* start Entries supplied *
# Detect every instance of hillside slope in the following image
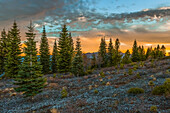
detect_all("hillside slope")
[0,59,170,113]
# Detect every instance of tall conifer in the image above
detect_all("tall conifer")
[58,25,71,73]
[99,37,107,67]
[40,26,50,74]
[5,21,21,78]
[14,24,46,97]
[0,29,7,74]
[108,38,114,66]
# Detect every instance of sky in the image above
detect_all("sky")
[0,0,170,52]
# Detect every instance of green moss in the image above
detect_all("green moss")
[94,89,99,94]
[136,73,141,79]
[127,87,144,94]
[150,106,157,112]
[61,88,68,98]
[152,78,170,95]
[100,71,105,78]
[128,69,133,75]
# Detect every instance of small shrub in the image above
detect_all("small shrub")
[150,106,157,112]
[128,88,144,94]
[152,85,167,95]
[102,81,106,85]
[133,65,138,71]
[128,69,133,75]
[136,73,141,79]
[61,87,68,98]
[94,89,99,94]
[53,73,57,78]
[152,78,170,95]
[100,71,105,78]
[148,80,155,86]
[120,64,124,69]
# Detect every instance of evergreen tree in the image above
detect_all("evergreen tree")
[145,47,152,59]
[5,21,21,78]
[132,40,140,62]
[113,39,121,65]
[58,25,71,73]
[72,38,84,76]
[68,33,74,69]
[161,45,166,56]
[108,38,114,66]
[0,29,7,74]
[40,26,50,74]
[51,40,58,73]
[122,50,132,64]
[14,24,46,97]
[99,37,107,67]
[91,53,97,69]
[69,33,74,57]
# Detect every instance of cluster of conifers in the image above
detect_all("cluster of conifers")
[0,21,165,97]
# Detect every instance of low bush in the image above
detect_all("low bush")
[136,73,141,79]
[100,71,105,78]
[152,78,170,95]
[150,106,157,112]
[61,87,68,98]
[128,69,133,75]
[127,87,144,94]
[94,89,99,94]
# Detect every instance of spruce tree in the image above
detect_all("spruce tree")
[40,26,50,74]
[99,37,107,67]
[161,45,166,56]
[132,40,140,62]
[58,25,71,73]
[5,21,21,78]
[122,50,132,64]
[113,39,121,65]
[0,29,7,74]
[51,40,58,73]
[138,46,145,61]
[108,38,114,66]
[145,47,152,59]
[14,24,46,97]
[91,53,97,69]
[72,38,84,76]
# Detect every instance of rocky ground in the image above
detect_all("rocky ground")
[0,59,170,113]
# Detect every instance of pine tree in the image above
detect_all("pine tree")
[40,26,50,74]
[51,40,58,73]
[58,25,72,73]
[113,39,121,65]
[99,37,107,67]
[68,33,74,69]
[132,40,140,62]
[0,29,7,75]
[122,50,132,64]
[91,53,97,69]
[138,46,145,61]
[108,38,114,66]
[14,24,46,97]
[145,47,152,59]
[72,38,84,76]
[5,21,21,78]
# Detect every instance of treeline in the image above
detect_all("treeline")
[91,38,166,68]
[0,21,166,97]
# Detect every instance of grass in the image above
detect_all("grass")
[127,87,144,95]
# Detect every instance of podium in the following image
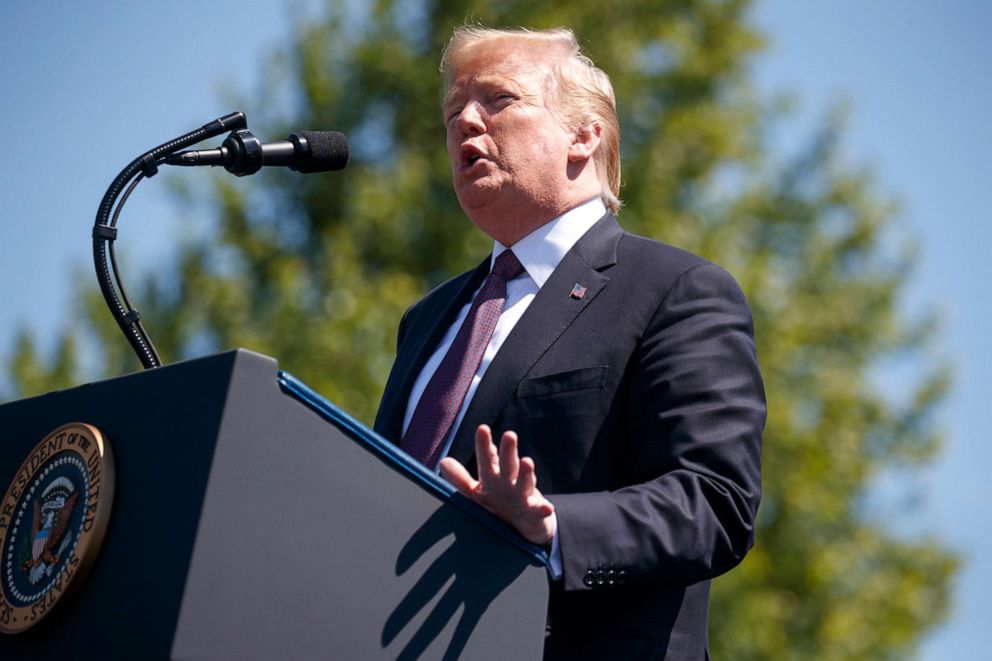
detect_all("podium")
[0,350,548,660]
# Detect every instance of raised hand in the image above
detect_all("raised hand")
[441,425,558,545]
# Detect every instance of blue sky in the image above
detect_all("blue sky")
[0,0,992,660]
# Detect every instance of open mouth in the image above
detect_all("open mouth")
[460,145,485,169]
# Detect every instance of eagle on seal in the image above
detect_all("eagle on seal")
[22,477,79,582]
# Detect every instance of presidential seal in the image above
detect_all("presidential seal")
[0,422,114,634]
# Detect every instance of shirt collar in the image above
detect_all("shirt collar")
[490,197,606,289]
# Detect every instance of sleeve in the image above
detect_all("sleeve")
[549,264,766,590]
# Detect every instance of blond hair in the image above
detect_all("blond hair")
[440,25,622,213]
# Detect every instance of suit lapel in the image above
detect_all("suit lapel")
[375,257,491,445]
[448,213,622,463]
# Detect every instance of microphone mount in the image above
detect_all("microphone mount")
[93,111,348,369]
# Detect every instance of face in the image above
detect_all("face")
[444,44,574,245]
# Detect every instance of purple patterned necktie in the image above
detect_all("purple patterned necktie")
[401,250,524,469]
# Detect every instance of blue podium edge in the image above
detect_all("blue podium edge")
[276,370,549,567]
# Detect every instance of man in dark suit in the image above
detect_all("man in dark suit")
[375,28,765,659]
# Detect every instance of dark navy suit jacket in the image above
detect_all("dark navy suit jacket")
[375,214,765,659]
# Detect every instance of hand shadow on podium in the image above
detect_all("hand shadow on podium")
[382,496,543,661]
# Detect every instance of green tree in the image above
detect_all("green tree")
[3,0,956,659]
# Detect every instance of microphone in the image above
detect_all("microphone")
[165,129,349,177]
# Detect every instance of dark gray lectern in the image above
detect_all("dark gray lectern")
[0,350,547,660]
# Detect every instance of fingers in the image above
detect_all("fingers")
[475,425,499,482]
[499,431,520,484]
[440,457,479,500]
* end Entries supplied *
(Set exercise):
Please put every line of the material above into a numbered list, skipping any blank lines and leaving the pictures out.

(Reply):
1. # Detect every instance of hillside slope in the following image
2. detect_all("hillside slope")
3. [0,59,170,113]
4. # Detect every instance of tall conifer in the image above
5. detect_all("tall conifer")
6. [58,25,71,73]
7. [99,37,107,67]
8. [40,26,50,74]
9. [5,21,21,78]
10. [14,24,46,97]
11. [0,29,7,74]
12. [108,38,114,66]
13. # Detect every instance of sky in the image above
14. detect_all("sky")
15. [0,0,170,52]
16. # Detect every instance of green moss in the image above
17. detect_all("green moss")
18. [94,89,99,94]
19. [136,73,141,79]
20. [127,87,144,94]
21. [150,106,157,112]
22. [61,88,68,98]
23. [152,78,170,95]
24. [100,71,105,78]
25. [128,69,133,75]
26. # Detect every instance of small shrub in the image above
27. detect_all("small shrub")
28. [150,106,157,112]
29. [128,88,144,94]
30. [152,85,167,95]
31. [102,81,106,85]
32. [133,65,138,71]
33. [128,69,133,75]
34. [136,73,141,79]
35. [61,87,68,98]
36. [94,89,99,94]
37. [53,73,57,78]
38. [152,78,170,95]
39. [100,71,105,78]
40. [148,80,155,86]
41. [120,64,124,69]
42. # Detect every instance of evergreen tree in the image above
43. detect_all("evergreen tree")
44. [145,47,152,59]
45. [5,21,21,78]
46. [132,40,140,62]
47. [113,39,121,65]
48. [58,25,71,73]
49. [72,38,84,76]
50. [68,33,74,69]
51. [161,45,166,56]
52. [108,38,114,66]
53. [0,29,7,74]
54. [40,26,50,74]
55. [51,40,58,73]
56. [122,50,132,64]
57. [14,24,46,97]
58. [99,37,107,67]
59. [91,53,97,69]
60. [69,33,74,57]
61. # Detect every instance of cluster of conifers in the image above
62. detect_all("cluster of conifers")
63. [0,21,165,97]
64. # Detect every instance of low bush in the image above
65. detect_all("low bush")
66. [136,73,141,79]
67. [100,71,105,78]
68. [152,78,170,95]
69. [150,106,157,112]
70. [61,87,68,98]
71. [128,69,133,75]
72. [127,87,144,94]
73. [94,89,99,94]
74. # Detect every instance of spruce tree in the image above
75. detect_all("spruce tree")
76. [40,26,50,74]
77. [99,37,107,67]
78. [161,45,166,56]
79. [132,40,140,62]
80. [58,25,71,73]
81. [5,21,21,78]
82. [122,50,132,64]
83. [113,39,121,65]
84. [0,29,7,74]
85. [51,40,58,73]
86. [138,46,145,61]
87. [108,38,114,66]
88. [145,47,152,59]
89. [14,24,46,97]
90. [91,53,97,69]
91. [72,38,84,76]
92. # Detect every instance of rocky ground in the image above
93. detect_all("rocky ground")
94. [0,59,170,113]
95. # Detect every instance of pine tree in the image above
96. detect_all("pine tree")
97. [40,26,50,74]
98. [51,40,58,73]
99. [58,25,72,73]
100. [113,39,121,65]
101. [99,37,107,67]
102. [68,33,74,69]
103. [132,40,140,62]
104. [0,29,7,75]
105. [122,50,132,64]
106. [91,53,97,69]
107. [138,46,145,61]
108. [108,38,114,66]
109. [14,24,46,97]
110. [145,47,152,59]
111. [72,38,84,76]
112. [5,21,21,78]
113. # Detect every instance of treeline in the image above
114. detect_all("treeline")
115. [91,38,166,68]
116. [0,21,166,97]
117. # Detect every instance of grass in the image above
118. detect_all("grass")
119. [127,87,144,95]
120. # Detect every instance of podium in the following image
121. detect_all("podium")
122. [0,350,548,660]
123. # Detect every instance of raised hand in the image above
124. detect_all("raised hand")
125. [441,425,558,545]
126. # Detect every instance of blue sky in the image above
127. detect_all("blue sky")
128. [0,0,992,660]
129. # Detect every instance of open mouth in the image above
130. detect_all("open mouth")
131. [460,145,485,169]
132. # Detect every instance of eagle on seal in the image above
133. detect_all("eagle on seal")
134. [22,477,79,582]
135. # Detect every instance of presidential seal in the image above
136. detect_all("presidential seal")
137. [0,422,114,634]
138. # Detect every instance of shirt collar in the image above
139. detect_all("shirt collar")
140. [490,197,606,289]
141. # Detect every instance of sleeve in the image above
142. detect_all("sleeve")
143. [549,264,766,590]
144. # Detect every instance of blond hair in the image above
145. detect_all("blond hair")
146. [440,25,622,213]
147. # Detect every instance of suit lapel in the image above
148. detect_all("suit lapel")
149. [375,257,491,445]
150. [448,213,622,463]
151. # Detect every instance of microphone mount in the image above
152. detect_all("microphone mount")
153. [93,111,348,369]
154. # Detect every instance of face in the image above
155. detect_all("face")
156. [444,44,574,245]
157. # Detect every instance of purple patterned necktie in the image above
158. detect_all("purple patterned necktie")
159. [401,250,524,469]
160. # Detect every instance of blue podium edge in the image above
161. detect_all("blue podium edge")
162. [276,370,549,567]
163. # Detect every instance of man in dark suit in the image above
164. detect_all("man in dark suit")
165. [375,28,765,659]
166. # Detect every instance of dark navy suit jacket in the image above
167. detect_all("dark navy suit jacket")
168. [375,214,765,659]
169. # Detect every instance of hand shadow on podium in the image above
170. detect_all("hand shadow on podium")
171. [382,496,543,661]
172. # Detect every instance of green tree in the image above
173. detect_all("green tree")
174. [3,0,956,659]
175. # Detect every instance of microphone in the image above
176. detect_all("microphone")
177. [165,129,349,177]
178. # Detect every instance of dark gray lectern in the image above
179. detect_all("dark gray lectern")
180. [0,350,547,660]
181. # Detect every instance of fingers in the image above
182. detect_all("fingers")
183. [475,425,499,482]
184. [499,431,520,484]
185. [440,457,479,500]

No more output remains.